Stated goal =>
Locate every line in the listing below that contains the word "spider" and copy each one in full. Case counts, so only lines matching that exact capitalization qualify.

* Start Extracted material *

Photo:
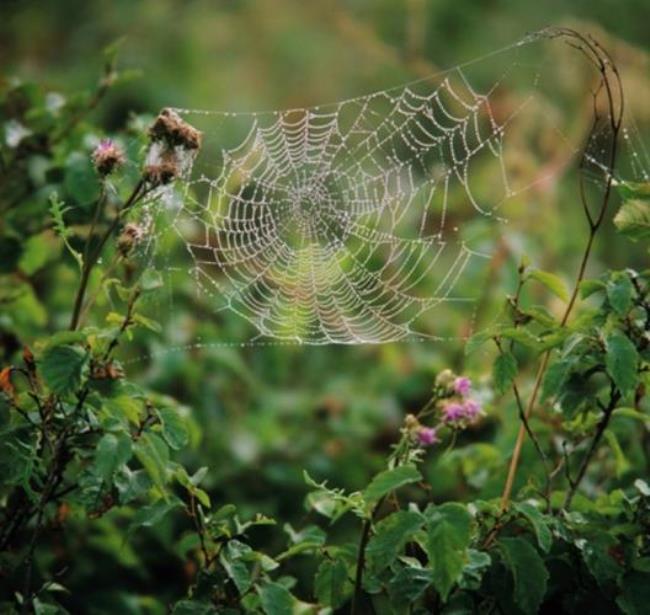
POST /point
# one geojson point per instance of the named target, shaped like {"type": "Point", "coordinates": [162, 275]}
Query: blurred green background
{"type": "Point", "coordinates": [263, 414]}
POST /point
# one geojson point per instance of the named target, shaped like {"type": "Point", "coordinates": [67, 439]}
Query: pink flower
{"type": "Point", "coordinates": [462, 385]}
{"type": "Point", "coordinates": [453, 412]}
{"type": "Point", "coordinates": [472, 409]}
{"type": "Point", "coordinates": [427, 436]}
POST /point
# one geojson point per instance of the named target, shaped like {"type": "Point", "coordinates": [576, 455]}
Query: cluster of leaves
{"type": "Point", "coordinates": [81, 446]}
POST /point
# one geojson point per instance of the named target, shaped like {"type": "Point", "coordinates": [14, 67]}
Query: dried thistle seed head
{"type": "Point", "coordinates": [131, 235]}
{"type": "Point", "coordinates": [169, 127]}
{"type": "Point", "coordinates": [107, 156]}
{"type": "Point", "coordinates": [162, 173]}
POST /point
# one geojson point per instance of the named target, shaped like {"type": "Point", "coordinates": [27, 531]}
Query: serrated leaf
{"type": "Point", "coordinates": [621, 360]}
{"type": "Point", "coordinates": [276, 599]}
{"type": "Point", "coordinates": [621, 462]}
{"type": "Point", "coordinates": [152, 514]}
{"type": "Point", "coordinates": [551, 281]}
{"type": "Point", "coordinates": [448, 535]}
{"type": "Point", "coordinates": [504, 371]}
{"type": "Point", "coordinates": [236, 568]}
{"type": "Point", "coordinates": [408, 585]}
{"type": "Point", "coordinates": [330, 583]}
{"type": "Point", "coordinates": [62, 368]}
{"type": "Point", "coordinates": [153, 454]}
{"type": "Point", "coordinates": [81, 181]}
{"type": "Point", "coordinates": [538, 522]}
{"type": "Point", "coordinates": [477, 340]}
{"type": "Point", "coordinates": [391, 534]}
{"type": "Point", "coordinates": [113, 450]}
{"type": "Point", "coordinates": [528, 571]}
{"type": "Point", "coordinates": [633, 219]}
{"type": "Point", "coordinates": [389, 480]}
{"type": "Point", "coordinates": [620, 292]}
{"type": "Point", "coordinates": [555, 377]}
{"type": "Point", "coordinates": [590, 287]}
{"type": "Point", "coordinates": [635, 593]}
{"type": "Point", "coordinates": [173, 428]}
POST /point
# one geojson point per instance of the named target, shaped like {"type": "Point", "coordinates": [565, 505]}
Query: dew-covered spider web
{"type": "Point", "coordinates": [357, 222]}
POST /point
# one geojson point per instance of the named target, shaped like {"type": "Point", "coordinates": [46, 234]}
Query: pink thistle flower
{"type": "Point", "coordinates": [453, 412]}
{"type": "Point", "coordinates": [427, 436]}
{"type": "Point", "coordinates": [462, 386]}
{"type": "Point", "coordinates": [472, 409]}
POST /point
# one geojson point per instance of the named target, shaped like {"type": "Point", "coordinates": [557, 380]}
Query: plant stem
{"type": "Point", "coordinates": [361, 557]}
{"type": "Point", "coordinates": [601, 59]}
{"type": "Point", "coordinates": [91, 261]}
{"type": "Point", "coordinates": [602, 426]}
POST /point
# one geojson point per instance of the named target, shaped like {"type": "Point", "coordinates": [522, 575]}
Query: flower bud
{"type": "Point", "coordinates": [107, 156]}
{"type": "Point", "coordinates": [462, 386]}
{"type": "Point", "coordinates": [427, 436]}
{"type": "Point", "coordinates": [169, 127]}
{"type": "Point", "coordinates": [445, 378]}
{"type": "Point", "coordinates": [131, 235]}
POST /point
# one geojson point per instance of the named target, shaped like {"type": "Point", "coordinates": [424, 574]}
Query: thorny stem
{"type": "Point", "coordinates": [91, 260]}
{"type": "Point", "coordinates": [608, 71]}
{"type": "Point", "coordinates": [602, 426]}
{"type": "Point", "coordinates": [361, 557]}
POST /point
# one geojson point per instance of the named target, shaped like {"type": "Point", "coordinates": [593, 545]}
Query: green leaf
{"type": "Point", "coordinates": [37, 251]}
{"type": "Point", "coordinates": [539, 523]}
{"type": "Point", "coordinates": [193, 607]}
{"type": "Point", "coordinates": [528, 571]}
{"type": "Point", "coordinates": [408, 585]}
{"type": "Point", "coordinates": [276, 599]}
{"type": "Point", "coordinates": [590, 287]}
{"type": "Point", "coordinates": [633, 219]}
{"type": "Point", "coordinates": [62, 368]}
{"type": "Point", "coordinates": [477, 340]}
{"type": "Point", "coordinates": [81, 181]}
{"type": "Point", "coordinates": [504, 372]}
{"type": "Point", "coordinates": [597, 552]}
{"type": "Point", "coordinates": [621, 360]}
{"type": "Point", "coordinates": [477, 564]}
{"type": "Point", "coordinates": [236, 568]}
{"type": "Point", "coordinates": [391, 534]}
{"type": "Point", "coordinates": [555, 377]}
{"type": "Point", "coordinates": [621, 462]}
{"type": "Point", "coordinates": [619, 292]}
{"type": "Point", "coordinates": [552, 282]}
{"type": "Point", "coordinates": [389, 480]}
{"type": "Point", "coordinates": [173, 428]}
{"type": "Point", "coordinates": [627, 190]}
{"type": "Point", "coordinates": [635, 593]}
{"type": "Point", "coordinates": [112, 451]}
{"type": "Point", "coordinates": [153, 454]}
{"type": "Point", "coordinates": [448, 537]}
{"type": "Point", "coordinates": [152, 514]}
{"type": "Point", "coordinates": [330, 584]}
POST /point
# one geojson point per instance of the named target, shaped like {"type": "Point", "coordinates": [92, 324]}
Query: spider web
{"type": "Point", "coordinates": [339, 224]}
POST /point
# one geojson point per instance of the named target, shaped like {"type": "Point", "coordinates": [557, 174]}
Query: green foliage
{"type": "Point", "coordinates": [104, 470]}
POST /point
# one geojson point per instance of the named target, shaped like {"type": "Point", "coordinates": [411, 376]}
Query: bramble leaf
{"type": "Point", "coordinates": [551, 281]}
{"type": "Point", "coordinates": [633, 219]}
{"type": "Point", "coordinates": [448, 537]}
{"type": "Point", "coordinates": [389, 480]}
{"type": "Point", "coordinates": [504, 371]}
{"type": "Point", "coordinates": [113, 450]}
{"type": "Point", "coordinates": [619, 292]}
{"type": "Point", "coordinates": [391, 534]}
{"type": "Point", "coordinates": [621, 360]}
{"type": "Point", "coordinates": [330, 583]}
{"type": "Point", "coordinates": [62, 368]}
{"type": "Point", "coordinates": [528, 571]}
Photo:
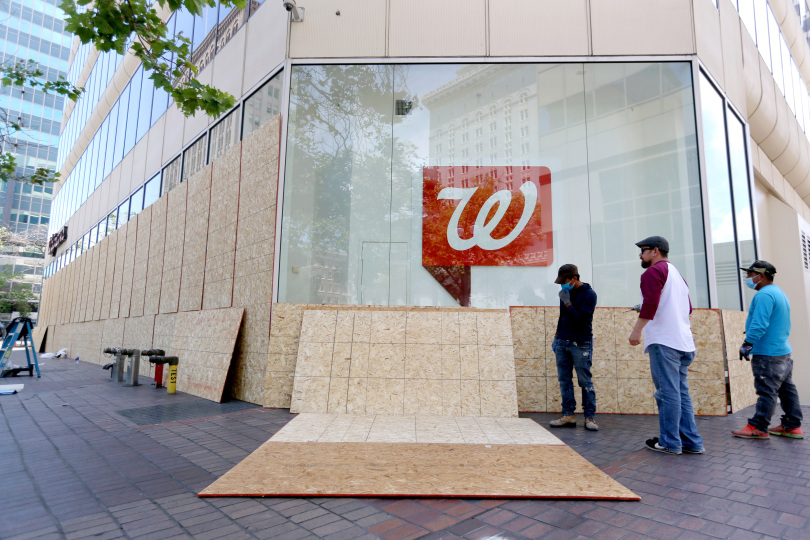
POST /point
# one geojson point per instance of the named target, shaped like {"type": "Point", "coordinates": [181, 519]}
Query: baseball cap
{"type": "Point", "coordinates": [566, 271]}
{"type": "Point", "coordinates": [655, 241]}
{"type": "Point", "coordinates": [760, 267]}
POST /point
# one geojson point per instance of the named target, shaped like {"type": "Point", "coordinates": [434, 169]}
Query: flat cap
{"type": "Point", "coordinates": [566, 271]}
{"type": "Point", "coordinates": [760, 267]}
{"type": "Point", "coordinates": [655, 241]}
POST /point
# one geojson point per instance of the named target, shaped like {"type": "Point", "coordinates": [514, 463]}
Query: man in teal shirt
{"type": "Point", "coordinates": [766, 333]}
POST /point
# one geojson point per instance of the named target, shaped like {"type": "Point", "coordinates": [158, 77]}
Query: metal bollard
{"type": "Point", "coordinates": [133, 366]}
{"type": "Point", "coordinates": [171, 387]}
{"type": "Point", "coordinates": [158, 366]}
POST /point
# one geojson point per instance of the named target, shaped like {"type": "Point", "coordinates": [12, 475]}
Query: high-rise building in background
{"type": "Point", "coordinates": [30, 30]}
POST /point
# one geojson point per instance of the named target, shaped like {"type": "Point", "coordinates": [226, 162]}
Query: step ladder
{"type": "Point", "coordinates": [19, 329]}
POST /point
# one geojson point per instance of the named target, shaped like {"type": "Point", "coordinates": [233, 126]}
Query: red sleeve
{"type": "Point", "coordinates": [652, 283]}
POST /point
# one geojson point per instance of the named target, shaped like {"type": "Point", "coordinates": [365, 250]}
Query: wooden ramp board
{"type": "Point", "coordinates": [333, 427]}
{"type": "Point", "coordinates": [416, 470]}
{"type": "Point", "coordinates": [445, 456]}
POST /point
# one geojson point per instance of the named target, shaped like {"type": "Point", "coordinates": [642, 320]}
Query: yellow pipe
{"type": "Point", "coordinates": [172, 386]}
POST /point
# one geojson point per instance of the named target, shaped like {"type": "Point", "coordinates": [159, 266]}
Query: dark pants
{"type": "Point", "coordinates": [575, 355]}
{"type": "Point", "coordinates": [773, 377]}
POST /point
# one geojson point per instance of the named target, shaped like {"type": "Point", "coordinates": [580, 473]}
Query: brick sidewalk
{"type": "Point", "coordinates": [72, 467]}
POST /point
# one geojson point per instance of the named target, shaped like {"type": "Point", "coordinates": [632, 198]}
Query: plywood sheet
{"type": "Point", "coordinates": [141, 263]}
{"type": "Point", "coordinates": [154, 273]}
{"type": "Point", "coordinates": [204, 342]}
{"type": "Point", "coordinates": [196, 240]}
{"type": "Point", "coordinates": [331, 427]}
{"type": "Point", "coordinates": [174, 248]}
{"type": "Point", "coordinates": [416, 470]}
{"type": "Point", "coordinates": [405, 362]}
{"type": "Point", "coordinates": [39, 337]}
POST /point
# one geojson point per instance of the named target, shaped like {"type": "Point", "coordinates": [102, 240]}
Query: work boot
{"type": "Point", "coordinates": [564, 421]}
{"type": "Point", "coordinates": [780, 431]}
{"type": "Point", "coordinates": [750, 432]}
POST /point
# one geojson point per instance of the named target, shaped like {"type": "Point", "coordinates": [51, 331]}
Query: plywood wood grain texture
{"type": "Point", "coordinates": [129, 267]}
{"type": "Point", "coordinates": [740, 376]}
{"type": "Point", "coordinates": [121, 242]}
{"type": "Point", "coordinates": [196, 240]}
{"type": "Point", "coordinates": [92, 283]}
{"type": "Point", "coordinates": [138, 332]}
{"type": "Point", "coordinates": [416, 470]}
{"type": "Point", "coordinates": [333, 427]}
{"type": "Point", "coordinates": [111, 242]}
{"type": "Point", "coordinates": [102, 246]}
{"type": "Point", "coordinates": [157, 241]}
{"type": "Point", "coordinates": [253, 260]}
{"type": "Point", "coordinates": [204, 342]}
{"type": "Point", "coordinates": [174, 248]}
{"type": "Point", "coordinates": [223, 214]}
{"type": "Point", "coordinates": [141, 263]}
{"type": "Point", "coordinates": [405, 362]}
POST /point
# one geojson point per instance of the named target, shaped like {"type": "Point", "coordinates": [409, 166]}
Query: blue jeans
{"type": "Point", "coordinates": [676, 418]}
{"type": "Point", "coordinates": [773, 376]}
{"type": "Point", "coordinates": [575, 355]}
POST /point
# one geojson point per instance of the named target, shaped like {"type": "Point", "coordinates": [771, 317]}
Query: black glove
{"type": "Point", "coordinates": [745, 350]}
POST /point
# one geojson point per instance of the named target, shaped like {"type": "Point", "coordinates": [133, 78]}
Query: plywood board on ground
{"type": "Point", "coordinates": [332, 427]}
{"type": "Point", "coordinates": [416, 470]}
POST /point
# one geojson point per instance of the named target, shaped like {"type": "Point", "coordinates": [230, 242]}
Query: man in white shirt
{"type": "Point", "coordinates": [664, 320]}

* End Extracted material *

Written solution =>
Query: dew-covered spider web
Query: spider web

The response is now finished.